──────── Exercise materials ────────
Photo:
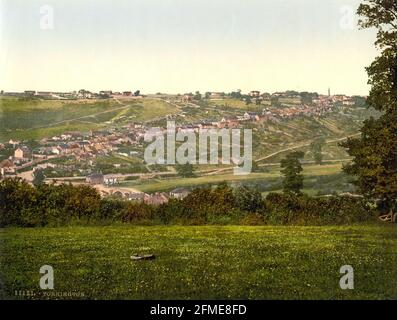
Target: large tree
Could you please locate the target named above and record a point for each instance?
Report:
(291, 168)
(374, 153)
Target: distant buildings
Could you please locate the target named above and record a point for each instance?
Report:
(95, 178)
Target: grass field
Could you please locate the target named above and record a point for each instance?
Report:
(207, 262)
(274, 173)
(35, 119)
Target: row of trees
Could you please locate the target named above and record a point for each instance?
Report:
(25, 205)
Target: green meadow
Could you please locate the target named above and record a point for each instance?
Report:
(205, 262)
(36, 119)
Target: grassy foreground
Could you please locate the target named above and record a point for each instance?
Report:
(205, 262)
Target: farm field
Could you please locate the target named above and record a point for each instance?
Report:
(205, 262)
(36, 119)
(272, 175)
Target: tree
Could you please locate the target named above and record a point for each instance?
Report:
(248, 199)
(38, 178)
(317, 148)
(291, 169)
(185, 170)
(197, 96)
(374, 164)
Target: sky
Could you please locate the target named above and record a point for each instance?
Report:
(179, 46)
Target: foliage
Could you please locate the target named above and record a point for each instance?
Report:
(185, 170)
(374, 165)
(291, 169)
(55, 205)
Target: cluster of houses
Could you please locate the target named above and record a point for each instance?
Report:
(81, 94)
(111, 181)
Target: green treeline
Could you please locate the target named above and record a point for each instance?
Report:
(25, 205)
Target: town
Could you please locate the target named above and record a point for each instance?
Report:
(77, 156)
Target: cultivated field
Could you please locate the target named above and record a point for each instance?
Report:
(206, 262)
(35, 119)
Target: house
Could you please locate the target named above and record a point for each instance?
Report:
(156, 199)
(110, 180)
(179, 193)
(22, 153)
(250, 115)
(84, 94)
(187, 97)
(255, 94)
(14, 143)
(95, 178)
(105, 93)
(7, 167)
(135, 196)
(216, 95)
(230, 122)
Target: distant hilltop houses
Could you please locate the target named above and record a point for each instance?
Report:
(80, 94)
(255, 95)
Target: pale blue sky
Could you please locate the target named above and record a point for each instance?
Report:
(184, 45)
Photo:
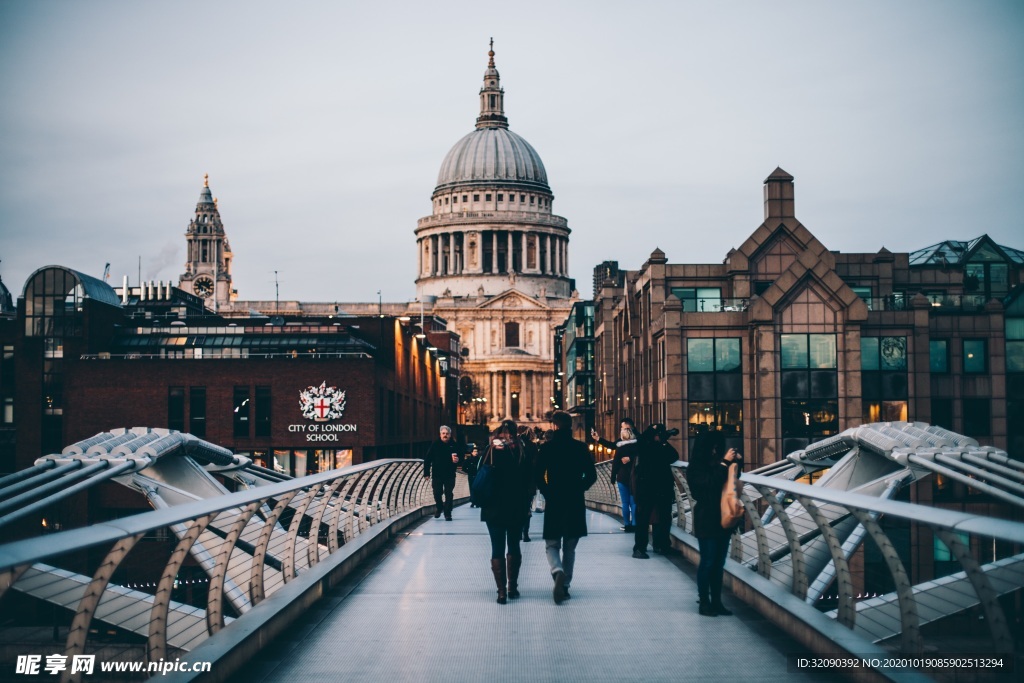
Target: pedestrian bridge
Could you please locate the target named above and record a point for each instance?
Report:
(347, 574)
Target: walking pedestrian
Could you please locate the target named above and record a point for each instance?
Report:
(564, 471)
(439, 464)
(506, 512)
(654, 488)
(707, 473)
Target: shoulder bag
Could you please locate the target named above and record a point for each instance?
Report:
(482, 494)
(732, 507)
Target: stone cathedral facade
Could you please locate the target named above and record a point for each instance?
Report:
(493, 264)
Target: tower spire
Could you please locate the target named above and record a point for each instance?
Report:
(492, 96)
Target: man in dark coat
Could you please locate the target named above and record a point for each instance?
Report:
(564, 470)
(440, 464)
(654, 488)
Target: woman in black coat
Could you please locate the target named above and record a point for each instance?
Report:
(707, 473)
(506, 512)
(654, 488)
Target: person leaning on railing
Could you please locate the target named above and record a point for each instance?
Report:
(707, 473)
(622, 469)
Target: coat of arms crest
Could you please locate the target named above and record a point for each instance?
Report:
(322, 403)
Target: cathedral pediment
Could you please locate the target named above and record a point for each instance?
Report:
(512, 299)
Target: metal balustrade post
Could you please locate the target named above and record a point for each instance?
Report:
(256, 590)
(329, 496)
(293, 532)
(1003, 641)
(215, 598)
(79, 631)
(844, 582)
(909, 624)
(683, 496)
(10, 577)
(157, 644)
(343, 507)
(764, 555)
(799, 585)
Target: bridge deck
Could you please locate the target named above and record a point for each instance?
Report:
(426, 611)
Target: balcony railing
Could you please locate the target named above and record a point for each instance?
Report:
(715, 305)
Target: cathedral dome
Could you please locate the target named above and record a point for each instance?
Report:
(493, 156)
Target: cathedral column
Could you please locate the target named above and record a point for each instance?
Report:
(494, 393)
(508, 394)
(525, 389)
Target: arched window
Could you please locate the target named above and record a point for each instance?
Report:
(511, 334)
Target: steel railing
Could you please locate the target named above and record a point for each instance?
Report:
(804, 539)
(196, 567)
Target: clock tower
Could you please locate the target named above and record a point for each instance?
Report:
(208, 267)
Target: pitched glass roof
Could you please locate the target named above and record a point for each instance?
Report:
(954, 252)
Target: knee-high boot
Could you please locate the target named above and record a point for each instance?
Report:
(498, 569)
(514, 562)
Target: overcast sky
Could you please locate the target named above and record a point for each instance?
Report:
(323, 126)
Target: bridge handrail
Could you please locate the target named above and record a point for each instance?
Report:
(777, 546)
(250, 544)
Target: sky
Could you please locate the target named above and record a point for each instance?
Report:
(323, 126)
────────
• Problem to solve: Drop the images, then copy the data exactly.

• Written answer:
Photo:
Target: large tree
Could you please locate the target named above and record a point for each instance?
Report:
(291, 168)
(374, 153)
Target: distant buildings
Could you please locate the target named above and record a point for each instance?
Report:
(95, 178)
Target: grass field
Could you please locate the target named above and record a point for each instance?
Report:
(207, 262)
(274, 173)
(35, 119)
Target: row of trees
Could you please locate the target named above and record a point for each instance?
Report:
(25, 205)
Target: green meadow
Could you please locate the target named above and record a point for each instance?
Report:
(205, 262)
(36, 119)
Target: grassy foreground
Could you please locate the target named above and record a point for each instance?
Report:
(205, 262)
Target: farm field
Could you please locate the target named above and record a point for each instance?
Report:
(205, 262)
(36, 119)
(272, 175)
Target: tree
Could you please locate the target named above and record a point for each instance?
Report:
(248, 199)
(38, 178)
(317, 148)
(291, 169)
(185, 170)
(197, 96)
(374, 164)
Target: sky
Could you please locate the target named above and record a point for each instance?
Report:
(179, 46)
Target: foliage
Could you please locate the target named above and record a point for each instance?
Report:
(185, 170)
(374, 165)
(291, 169)
(55, 205)
Target: cluster of houses
Could you please locate the target named above and record a point for each instance?
Report:
(81, 94)
(111, 181)
Target: green treeline
Could you please locate the target named above and record a point for each instance?
Report:
(25, 205)
Target: town
Could you please locate the target named above and record a point for each instance?
Report:
(77, 156)
Target: cultivated field
Could you please locate the target named above and record a point for each instance?
Report:
(206, 262)
(35, 119)
Target: house
Could you please locate the target named above and record a point for each instance?
Report:
(156, 199)
(110, 180)
(179, 193)
(22, 153)
(250, 115)
(84, 94)
(187, 97)
(255, 94)
(14, 143)
(95, 178)
(105, 93)
(7, 167)
(135, 196)
(216, 95)
(230, 122)
Target: distant hilltop houses
Could you please locate the target named above and record a point for each instance?
Report:
(80, 94)
(255, 95)
Target: pale blue sky
Could you please locate the target named above and record a point for each instance?
Report:
(184, 45)
Photo:
Target: pedestrian bridge
Could you please locate the target named above and record a point for each instance?
Report:
(347, 574)
Target: walking pedestrian
Could you please locate the target named above and record a point for each instance?
Report:
(564, 471)
(439, 464)
(506, 512)
(654, 488)
(707, 473)
Target: shoulder bag
Could you please locate the target named above and record a point for each instance?
Report:
(482, 494)
(732, 507)
Target: stone cathedral facade
Could you please locate the target named above and record a point for each instance?
Report:
(493, 264)
Target: tower spire
Could you please locate the target named above and record a point for each instance?
Report:
(492, 96)
Target: man in dark coat
Could you please locate the target named above and record a point for each instance?
Report:
(564, 470)
(440, 464)
(654, 488)
Target: woman in black coat
Could you please locate the target named above and record a point for each instance?
Report:
(707, 473)
(506, 512)
(654, 488)
Target: person leaning on railing
Could you please locate the target named above and record a point for each instance?
Report:
(707, 473)
(622, 469)
Target: coat of arms crest
Could you please locate the target named above and record a point for each instance?
Report:
(322, 403)
Target: cathedral pediment
Could you please locate the target named above and record a point for each instance?
Report:
(512, 299)
Target: metal balustrade post
Could you please locate the target named above and record a point for each instance?
Report:
(256, 590)
(329, 496)
(293, 532)
(1003, 641)
(215, 598)
(79, 631)
(844, 582)
(909, 624)
(683, 496)
(10, 577)
(157, 644)
(343, 507)
(764, 555)
(799, 585)
Target: bridge deck
Could you please locate the target named above and record a point for each instance?
Report:
(426, 611)
Target: balcony railing
Could you please locate the target named above and record a point for each instance?
Report:
(715, 305)
Target: cathedral dome
Could you please locate the target named above and record a point for each instance?
Report:
(493, 156)
Target: cathedral column
Could you please locate the target named above and record a point for each instance?
Report:
(494, 393)
(508, 394)
(525, 389)
Target: arched window
Could you please locate the target named above and record a point for each instance?
Report:
(511, 334)
Target: steel railing
Could you please locate the target named above and record a point for each instance?
Report:
(804, 539)
(196, 567)
Target: clock tower
Could you please locate the target named above and record a point for each instance?
Report:
(208, 267)
Target: pitched glass roof
Could you please locate the target named above and record a point for each instance?
Report:
(954, 252)
Target: knee-high boot
Could you please locate the target named above and record a point for each instance?
Report:
(498, 569)
(514, 562)
Target: overcast sky
Could you please locate the target named above and record a point for each instance?
Report:
(323, 126)
Target: bridge handrail
Could you please locate the target named above and record a point for each instance?
Report:
(777, 546)
(250, 544)
Target: sky
Could you please locate the target named above and record a point for each instance?
Report:
(323, 126)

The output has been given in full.